Assignment:
This task calls for printing every entry exactly.

Provided records:
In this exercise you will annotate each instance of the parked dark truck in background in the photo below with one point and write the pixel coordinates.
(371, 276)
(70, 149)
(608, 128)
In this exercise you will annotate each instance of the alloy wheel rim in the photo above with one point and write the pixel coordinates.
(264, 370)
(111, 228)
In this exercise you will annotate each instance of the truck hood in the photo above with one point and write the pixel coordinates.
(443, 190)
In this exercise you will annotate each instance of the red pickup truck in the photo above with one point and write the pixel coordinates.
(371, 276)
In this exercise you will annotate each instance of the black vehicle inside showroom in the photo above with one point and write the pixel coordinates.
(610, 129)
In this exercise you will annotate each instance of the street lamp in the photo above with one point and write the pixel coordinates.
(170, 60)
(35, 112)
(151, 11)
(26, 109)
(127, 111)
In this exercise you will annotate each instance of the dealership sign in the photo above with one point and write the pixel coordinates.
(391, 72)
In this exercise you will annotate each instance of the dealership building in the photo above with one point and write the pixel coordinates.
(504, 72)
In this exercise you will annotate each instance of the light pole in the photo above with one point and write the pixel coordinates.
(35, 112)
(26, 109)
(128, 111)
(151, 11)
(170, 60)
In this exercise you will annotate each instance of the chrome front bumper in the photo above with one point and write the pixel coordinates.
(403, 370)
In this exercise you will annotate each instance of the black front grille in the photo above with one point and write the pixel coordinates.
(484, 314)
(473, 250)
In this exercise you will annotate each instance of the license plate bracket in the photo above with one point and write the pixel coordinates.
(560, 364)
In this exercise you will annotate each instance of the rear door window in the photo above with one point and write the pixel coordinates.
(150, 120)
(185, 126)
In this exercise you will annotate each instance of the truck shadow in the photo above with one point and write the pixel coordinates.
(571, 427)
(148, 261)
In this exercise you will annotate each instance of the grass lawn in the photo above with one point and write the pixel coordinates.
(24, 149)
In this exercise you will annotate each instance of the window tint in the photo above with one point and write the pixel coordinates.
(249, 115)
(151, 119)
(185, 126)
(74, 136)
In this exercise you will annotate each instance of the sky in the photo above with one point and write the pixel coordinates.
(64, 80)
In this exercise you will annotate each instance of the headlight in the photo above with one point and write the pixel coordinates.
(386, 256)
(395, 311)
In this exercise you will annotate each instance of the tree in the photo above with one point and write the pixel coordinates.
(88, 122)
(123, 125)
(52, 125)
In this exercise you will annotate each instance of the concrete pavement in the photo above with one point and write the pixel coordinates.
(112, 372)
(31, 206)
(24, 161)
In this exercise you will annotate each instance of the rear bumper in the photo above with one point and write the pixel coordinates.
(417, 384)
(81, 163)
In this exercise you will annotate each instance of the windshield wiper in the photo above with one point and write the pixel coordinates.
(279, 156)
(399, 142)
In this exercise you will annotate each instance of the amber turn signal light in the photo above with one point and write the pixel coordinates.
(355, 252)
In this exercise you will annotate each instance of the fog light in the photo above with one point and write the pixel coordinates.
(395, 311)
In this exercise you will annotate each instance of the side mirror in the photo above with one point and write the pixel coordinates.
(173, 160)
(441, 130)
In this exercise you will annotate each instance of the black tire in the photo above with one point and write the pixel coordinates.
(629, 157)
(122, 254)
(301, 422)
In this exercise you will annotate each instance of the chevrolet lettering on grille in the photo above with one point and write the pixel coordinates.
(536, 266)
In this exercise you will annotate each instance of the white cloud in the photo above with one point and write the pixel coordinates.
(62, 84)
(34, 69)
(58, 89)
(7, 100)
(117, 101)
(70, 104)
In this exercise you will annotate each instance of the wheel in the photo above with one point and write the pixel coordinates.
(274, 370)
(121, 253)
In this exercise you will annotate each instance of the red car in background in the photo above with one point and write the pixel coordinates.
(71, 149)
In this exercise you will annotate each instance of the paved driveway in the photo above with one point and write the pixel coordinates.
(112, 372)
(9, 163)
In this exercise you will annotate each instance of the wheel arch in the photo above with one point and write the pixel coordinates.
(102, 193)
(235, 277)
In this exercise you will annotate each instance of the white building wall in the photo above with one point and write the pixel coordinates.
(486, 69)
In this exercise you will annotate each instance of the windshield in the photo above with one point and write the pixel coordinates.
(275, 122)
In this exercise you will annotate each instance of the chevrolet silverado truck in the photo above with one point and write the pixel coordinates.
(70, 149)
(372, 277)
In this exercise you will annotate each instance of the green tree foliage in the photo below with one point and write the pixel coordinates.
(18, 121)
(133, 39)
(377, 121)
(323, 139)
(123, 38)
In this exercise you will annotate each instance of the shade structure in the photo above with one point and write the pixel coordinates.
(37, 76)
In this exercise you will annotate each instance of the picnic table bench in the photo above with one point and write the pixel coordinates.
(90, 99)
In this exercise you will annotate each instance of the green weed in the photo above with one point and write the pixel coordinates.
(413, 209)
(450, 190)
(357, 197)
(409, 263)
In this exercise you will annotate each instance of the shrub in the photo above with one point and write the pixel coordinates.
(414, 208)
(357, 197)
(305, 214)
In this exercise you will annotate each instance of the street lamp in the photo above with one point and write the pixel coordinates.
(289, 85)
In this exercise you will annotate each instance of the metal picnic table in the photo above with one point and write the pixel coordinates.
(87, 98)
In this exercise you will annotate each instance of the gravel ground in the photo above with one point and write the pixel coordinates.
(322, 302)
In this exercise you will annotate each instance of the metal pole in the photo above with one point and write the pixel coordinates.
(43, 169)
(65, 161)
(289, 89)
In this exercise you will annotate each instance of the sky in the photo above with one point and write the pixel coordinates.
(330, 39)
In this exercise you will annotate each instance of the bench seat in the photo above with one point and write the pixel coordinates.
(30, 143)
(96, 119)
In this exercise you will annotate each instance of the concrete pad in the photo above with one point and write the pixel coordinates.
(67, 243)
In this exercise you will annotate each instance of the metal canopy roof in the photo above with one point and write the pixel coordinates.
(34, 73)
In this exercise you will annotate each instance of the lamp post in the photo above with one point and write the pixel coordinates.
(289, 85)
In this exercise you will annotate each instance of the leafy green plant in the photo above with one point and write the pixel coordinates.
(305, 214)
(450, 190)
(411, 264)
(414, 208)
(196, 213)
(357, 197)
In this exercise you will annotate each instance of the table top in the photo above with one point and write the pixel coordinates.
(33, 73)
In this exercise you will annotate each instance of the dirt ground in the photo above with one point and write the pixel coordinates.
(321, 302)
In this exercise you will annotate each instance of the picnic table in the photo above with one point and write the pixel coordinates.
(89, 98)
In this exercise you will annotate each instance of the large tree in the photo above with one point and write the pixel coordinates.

Answer to this problem:
In this exercise you will annotate each instance of the parked dark truck in background in the photo below with one point and write the pixel coordinates.
(371, 276)
(70, 149)
(608, 128)
In this exercise you will annotate each instance of the alloy wheel rim in the photo above with one point and write the pixel coordinates.
(264, 370)
(111, 228)
In this exercise you will annotate each instance of the truck hood in the photo above with one point and write the pixel coordinates.
(443, 190)
In this exercise you will annotate each instance of the red pickup truck in the photo above with one point and write the pixel coordinates.
(371, 276)
In this exercise you will annotate each instance of the black vehicle inside showroom in the photo above with one point and write the pixel coordinates.
(610, 129)
In this exercise you will annotate each instance of the street lamp in the photo above with one point and write the pixel coordinates.
(170, 60)
(35, 112)
(151, 11)
(26, 109)
(127, 111)
In this exercise you will annotate each instance of the dealership sign in the photo above with one point and write the pixel coordinates.
(391, 72)
In this exercise you will annotate each instance of the dealership building in the photo above with one point and write the pixel coordinates.
(504, 72)
In this exercise you will annotate each instance of the light pole in the photo above with one point and write the pixel coordinates.
(35, 112)
(26, 109)
(128, 111)
(151, 11)
(170, 60)
In this exercise you will annotate each instance of the chrome front bumper in the photo above with one point and write the pixel coordinates.
(403, 370)
In this exercise you will annotate each instance of the black front grille in the photo above with one point and write the pixel coordinates.
(484, 314)
(473, 250)
In this exercise you will annotate each instance of the license plate bracket in the photo above with one point and write the pixel coordinates.
(560, 364)
In this exercise you will annotate each instance of the rear door window in the photo above with one point and write the pixel coordinates.
(150, 120)
(185, 126)
In this exercise you will annotate each instance of the truck shadow in the photo above with one point and write the pixel coordinates.
(571, 427)
(148, 261)
In this exercise you will annotate each instance of the grass lawn in the photo above with one point and write the pixel coordinates.
(24, 149)
In this exercise you will annotate each instance of the window tint in the photo above with one point and write the pixel coordinates.
(249, 115)
(151, 119)
(185, 126)
(74, 136)
In this exercise you will annotate each instance of the sky in the photo above with one point and write the pixel coordinates.
(64, 80)
In this exercise you will annotate each instance of the headlight in the photo above with one point and write the pixel coordinates.
(386, 256)
(395, 311)
In this exercise you will annotate each instance of the tree in the photo above with one point and write the pixel coordinates.
(88, 122)
(123, 125)
(52, 125)
In this exercise you will annotate each instance of the concrete pavement in the photo above with one point and write the pixel coordinates.
(112, 372)
(31, 206)
(24, 161)
In this exercise you will annotate each instance of the rear bumper in the photo above with one point and write the pixel coordinates.
(417, 384)
(81, 163)
In this exercise you will annotate each instance of the windshield wiper in the photo above with one point and write the pixel coordinates.
(279, 156)
(399, 142)
In this exercise you will annotate each instance of the amber turn signal light in the photo above with one point and write the pixel coordinates.
(355, 252)
In this exercise you will annotate each instance of the fog light in the photo above with one point and write the pixel coordinates.
(395, 311)
In this exercise you will annotate each instance of the side mirror in the photo above with one point and write the pixel coordinates.
(173, 160)
(441, 130)
In this exercise you will annotate each instance of the black tire in the photo above with one point and write the pixel coordinates.
(629, 157)
(122, 254)
(301, 422)
In this exercise you will annotate each instance of the chevrolet lettering on grille in the photo above with one point and write the pixel coordinates.
(536, 266)
In this exercise you will annotate each instance of the white cloud in the photo above with one point and write the pixel coordinates.
(62, 84)
(34, 69)
(58, 89)
(7, 100)
(117, 101)
(70, 104)
In this exercise you will annotate each instance of the wheel in the photo above with one point and write the pixel coordinates.
(274, 370)
(121, 253)
In this exercise you will annotate each instance of the red car in background in the photo above with one point and write the pixel coordinates.
(71, 149)
In this exercise you will annotate each instance of the paved driveway in the photo above with one point and write the pixel coordinates.
(112, 372)
(9, 163)
In this exercise you will annotate each instance of the wheel arch in the photo above with one point and write the pixel coordinates.
(102, 193)
(235, 277)
In this exercise you will annotate each instance of the white building wall in the photo above with one point and write the pixel coordinates.
(486, 69)
In this exercise you will annotate each instance of the windshield in the photo above with one point and write the pixel coordinates.
(275, 122)
In this exercise you will annotate each instance of the chevrolet silverado truck in the photo above with one point and write the pixel coordinates.
(70, 149)
(372, 277)
In this exercise you will annotate each instance of the green tree foliage in the photo below with one point and write the pixel coordinates.
(18, 121)
(133, 39)
(377, 121)
(323, 139)
(123, 38)
In this exercise you will annotate each instance of the shade structure in the photo above with one point and write the pixel coordinates.
(37, 76)
In this exercise you will annotate each instance of the picnic table bench in the photo above with one point and write the pixel coordinates.
(90, 99)
In this exercise you will annotate each instance of the green weed in the photo above with one point and write the pixel coordinates.
(413, 209)
(450, 190)
(357, 197)
(409, 263)
In this exercise you will annotate each instance of the shrub in the photo above with one point and write the pixel coordinates.
(414, 208)
(357, 197)
(305, 214)
In this exercise you will annotate each instance of the street lamp in the photo above with one point and write the pixel coordinates.
(289, 85)
In this exercise you will annotate each instance of the metal picnic table in the photo above with one point and write the pixel coordinates.
(87, 98)
In this exercise you will annotate each instance of the gravel ground in the photo above with one point and write the pixel coordinates.
(322, 302)
In this exercise you will annotate each instance of the metal pole in the photo above with one point and write the pixel coordinates.
(43, 169)
(65, 161)
(289, 89)
In this exercise you will annotate each instance of the sky in the photo above with one point and write the pixel coordinates.
(330, 39)
In this exercise you will annotate each instance of the bench seat in the photo above with one point and write the pixel coordinates.
(30, 143)
(96, 119)
In this exercise you will annotate each instance of the concrete pad in the photo above with one point and write the pixel coordinates.
(67, 243)
In this exercise you will annotate each instance of the metal canopy roof in the photo above with one point and write the pixel coordinates.
(34, 73)
In this exercise you will annotate each instance of the lamp post in the photo above with one point and write the pixel coordinates.
(289, 85)
In this exercise you will annotate each instance of the leafy green plant in the photo above with one point and write the pixel coordinates.
(305, 214)
(450, 190)
(411, 264)
(414, 208)
(196, 213)
(357, 197)
In this exercise you will annotate each instance of the table top in the photo above with one point and write the pixel coordinates.
(33, 73)
In this exercise you will annotate each instance of the dirt ground in the photo above with one point and write the pixel coordinates.
(321, 302)
In this exercise you will annotate each instance of the picnic table in the photo above with one point and write the pixel coordinates.
(89, 98)
In this exercise you will annotate each instance of the large tree in the photo above with one point and write the pixel coordinates.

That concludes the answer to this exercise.